**STATED PROBLEM:**
Resize the lines from the first line up to and including the line with "306 531 L 311", keeping the requests, and multiply every number in the answers (the viewBox sizes and the point coordinates) by 0.55, rounding to whole numbers with halves going up. Write out only those lines, and leave the pictures out.

[BEGIN PROVIDED RECORDS]

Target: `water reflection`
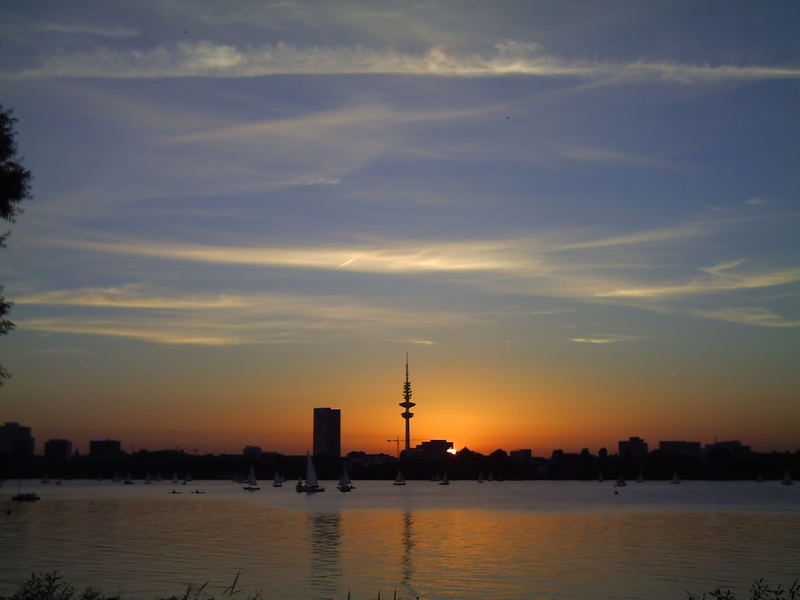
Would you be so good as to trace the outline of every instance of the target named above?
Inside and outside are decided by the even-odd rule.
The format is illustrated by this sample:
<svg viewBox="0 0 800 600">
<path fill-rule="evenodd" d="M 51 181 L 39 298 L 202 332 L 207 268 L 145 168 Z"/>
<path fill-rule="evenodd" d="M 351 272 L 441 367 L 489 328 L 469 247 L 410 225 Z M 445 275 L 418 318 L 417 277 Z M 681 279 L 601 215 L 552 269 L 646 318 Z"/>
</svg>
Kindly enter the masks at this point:
<svg viewBox="0 0 800 600">
<path fill-rule="evenodd" d="M 306 531 L 311 549 L 309 586 L 318 598 L 334 598 L 342 579 L 342 515 L 339 511 L 311 513 Z"/>
<path fill-rule="evenodd" d="M 411 584 L 414 578 L 414 563 L 412 559 L 414 546 L 416 544 L 414 542 L 414 515 L 410 510 L 406 510 L 403 513 L 403 532 L 401 533 L 400 540 L 403 546 L 403 554 L 400 558 L 402 565 L 401 581 L 404 590 L 413 597 L 417 595 L 414 586 Z"/>
</svg>

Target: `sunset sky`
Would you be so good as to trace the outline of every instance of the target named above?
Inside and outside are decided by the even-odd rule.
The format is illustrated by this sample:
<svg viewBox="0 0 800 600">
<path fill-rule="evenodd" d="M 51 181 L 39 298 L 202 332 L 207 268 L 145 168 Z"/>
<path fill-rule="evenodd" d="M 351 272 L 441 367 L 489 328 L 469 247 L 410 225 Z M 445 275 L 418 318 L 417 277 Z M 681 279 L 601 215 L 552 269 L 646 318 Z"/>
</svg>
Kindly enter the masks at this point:
<svg viewBox="0 0 800 600">
<path fill-rule="evenodd" d="M 4 2 L 0 421 L 800 447 L 800 3 Z"/>
</svg>

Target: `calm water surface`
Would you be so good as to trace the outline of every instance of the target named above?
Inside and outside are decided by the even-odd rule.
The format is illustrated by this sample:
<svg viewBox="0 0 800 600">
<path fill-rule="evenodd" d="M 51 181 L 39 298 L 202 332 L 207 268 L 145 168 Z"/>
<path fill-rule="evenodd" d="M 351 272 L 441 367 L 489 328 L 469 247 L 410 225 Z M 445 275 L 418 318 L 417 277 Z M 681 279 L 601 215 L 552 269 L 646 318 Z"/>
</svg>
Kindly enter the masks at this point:
<svg viewBox="0 0 800 600">
<path fill-rule="evenodd" d="M 683 599 L 800 576 L 800 485 L 361 482 L 350 494 L 230 482 L 0 489 L 0 594 L 32 571 L 128 598 Z M 167 492 L 175 487 L 180 495 Z M 188 489 L 187 489 L 188 488 Z M 205 494 L 190 494 L 199 488 Z M 239 594 L 239 596 L 241 596 Z"/>
</svg>

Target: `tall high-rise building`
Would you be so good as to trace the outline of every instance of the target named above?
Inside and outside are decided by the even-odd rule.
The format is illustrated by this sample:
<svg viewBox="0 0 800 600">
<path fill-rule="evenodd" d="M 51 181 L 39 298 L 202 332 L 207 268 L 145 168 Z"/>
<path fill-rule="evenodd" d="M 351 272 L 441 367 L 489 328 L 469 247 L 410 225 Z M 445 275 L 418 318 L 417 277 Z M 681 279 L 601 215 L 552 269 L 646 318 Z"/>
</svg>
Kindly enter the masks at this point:
<svg viewBox="0 0 800 600">
<path fill-rule="evenodd" d="M 119 440 L 92 440 L 89 442 L 89 456 L 98 460 L 114 460 L 122 456 L 122 443 Z"/>
<path fill-rule="evenodd" d="M 47 440 L 44 457 L 51 461 L 69 460 L 72 457 L 72 442 L 69 440 Z"/>
<path fill-rule="evenodd" d="M 619 442 L 619 457 L 628 460 L 639 460 L 647 456 L 647 442 L 640 437 L 629 437 Z"/>
<path fill-rule="evenodd" d="M 400 413 L 400 416 L 403 417 L 406 421 L 406 447 L 405 450 L 408 452 L 411 450 L 411 417 L 414 416 L 409 409 L 416 406 L 415 403 L 411 402 L 411 381 L 408 379 L 408 352 L 406 352 L 406 381 L 403 384 L 403 401 L 399 404 L 405 410 Z"/>
<path fill-rule="evenodd" d="M 342 411 L 338 408 L 314 409 L 314 456 L 339 458 L 342 455 Z"/>
<path fill-rule="evenodd" d="M 35 443 L 30 427 L 14 422 L 0 426 L 0 454 L 30 458 L 33 456 Z"/>
</svg>

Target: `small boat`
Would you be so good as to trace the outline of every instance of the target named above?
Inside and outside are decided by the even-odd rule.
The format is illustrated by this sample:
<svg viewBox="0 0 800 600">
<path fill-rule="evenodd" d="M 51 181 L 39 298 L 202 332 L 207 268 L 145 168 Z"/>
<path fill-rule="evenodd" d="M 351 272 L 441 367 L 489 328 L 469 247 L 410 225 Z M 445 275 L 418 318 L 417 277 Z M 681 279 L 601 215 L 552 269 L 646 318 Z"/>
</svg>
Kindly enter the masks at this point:
<svg viewBox="0 0 800 600">
<path fill-rule="evenodd" d="M 349 492 L 356 486 L 350 481 L 350 476 L 347 474 L 347 467 L 342 467 L 342 476 L 339 478 L 339 483 L 336 484 L 340 492 Z"/>
<path fill-rule="evenodd" d="M 310 454 L 306 454 L 306 480 L 299 480 L 294 489 L 306 494 L 325 491 L 325 488 L 317 480 L 317 471 L 314 469 L 314 461 L 311 460 Z"/>
<path fill-rule="evenodd" d="M 36 492 L 23 492 L 22 491 L 22 480 L 20 479 L 17 483 L 17 493 L 15 496 L 11 497 L 12 500 L 15 502 L 36 502 L 37 500 L 41 500 L 39 494 Z"/>
<path fill-rule="evenodd" d="M 794 482 L 792 481 L 792 474 L 789 473 L 789 469 L 786 469 L 783 472 L 783 479 L 781 479 L 781 485 L 792 485 Z"/>
<path fill-rule="evenodd" d="M 36 492 L 20 492 L 12 496 L 11 499 L 15 502 L 36 502 L 36 500 L 41 500 L 42 498 Z"/>
<path fill-rule="evenodd" d="M 256 470 L 253 468 L 253 465 L 250 465 L 250 475 L 247 476 L 247 485 L 242 489 L 247 490 L 248 492 L 256 492 L 261 489 L 258 487 L 258 481 L 256 481 Z"/>
</svg>

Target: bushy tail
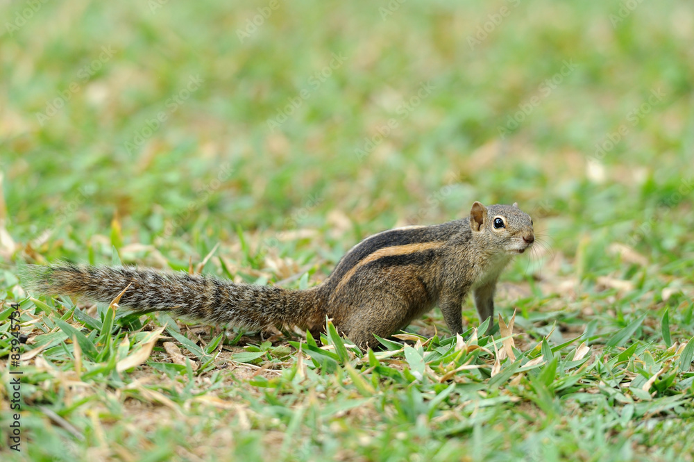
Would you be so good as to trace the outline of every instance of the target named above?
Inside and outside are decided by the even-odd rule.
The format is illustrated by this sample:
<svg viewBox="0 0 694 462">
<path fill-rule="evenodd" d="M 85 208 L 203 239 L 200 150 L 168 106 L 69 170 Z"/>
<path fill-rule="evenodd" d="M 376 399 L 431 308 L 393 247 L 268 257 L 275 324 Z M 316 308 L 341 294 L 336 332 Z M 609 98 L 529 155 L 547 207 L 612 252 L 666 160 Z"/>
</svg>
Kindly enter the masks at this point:
<svg viewBox="0 0 694 462">
<path fill-rule="evenodd" d="M 138 313 L 167 311 L 175 317 L 254 329 L 282 325 L 310 328 L 325 322 L 315 289 L 289 290 L 185 272 L 70 263 L 28 265 L 20 277 L 30 292 L 105 303 L 128 287 L 118 304 Z"/>
</svg>

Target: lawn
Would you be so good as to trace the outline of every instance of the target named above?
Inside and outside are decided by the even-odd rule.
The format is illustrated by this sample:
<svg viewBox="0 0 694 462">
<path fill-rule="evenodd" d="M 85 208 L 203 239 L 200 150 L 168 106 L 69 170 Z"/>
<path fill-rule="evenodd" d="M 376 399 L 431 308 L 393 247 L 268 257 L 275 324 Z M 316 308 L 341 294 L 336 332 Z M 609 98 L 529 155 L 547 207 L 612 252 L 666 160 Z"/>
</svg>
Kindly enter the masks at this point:
<svg viewBox="0 0 694 462">
<path fill-rule="evenodd" d="M 0 17 L 3 461 L 694 461 L 688 2 Z M 437 308 L 364 353 L 330 322 L 262 337 L 18 276 L 64 260 L 310 287 L 366 236 L 475 200 L 518 201 L 540 240 L 502 276 L 511 334 L 475 331 L 468 300 L 464 335 Z"/>
</svg>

[END PROVIDED RECORDS]

**SOLUTION TO THE PROBLEM:**
Target: `water reflection`
Would you be so good as to trace the outline of every instance of the target named above?
Inside and outside are decided by the even-odd rule.
The format is illustrated by this sample:
<svg viewBox="0 0 800 600">
<path fill-rule="evenodd" d="M 51 181 L 39 298 L 202 332 L 207 268 L 145 168 Z"/>
<path fill-rule="evenodd" d="M 351 272 L 441 367 L 489 328 L 469 247 L 410 225 Z M 445 275 L 418 318 L 417 277 Z M 681 279 L 601 215 L 552 269 L 646 318 Z"/>
</svg>
Kindly enter the masks at this point:
<svg viewBox="0 0 440 330">
<path fill-rule="evenodd" d="M 168 292 L 171 302 L 170 322 L 175 329 L 184 329 L 188 318 L 188 283 L 186 281 L 171 282 Z"/>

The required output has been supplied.